▶ **Task requirements**
Reproduce the following lines word for word, without changing anything in them.

▶ **Extracted material**
_____

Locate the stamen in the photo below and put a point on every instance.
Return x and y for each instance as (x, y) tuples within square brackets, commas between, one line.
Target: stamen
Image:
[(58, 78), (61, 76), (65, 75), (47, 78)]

_____

▶ **Exercise response**
Locate the stamen in the photo below and put a point on every instance.
Return x and y for each instance as (x, y) tuples within square brackets, commas between, one line.
Target: stamen
Image:
[(58, 78), (61, 76), (65, 75), (47, 78)]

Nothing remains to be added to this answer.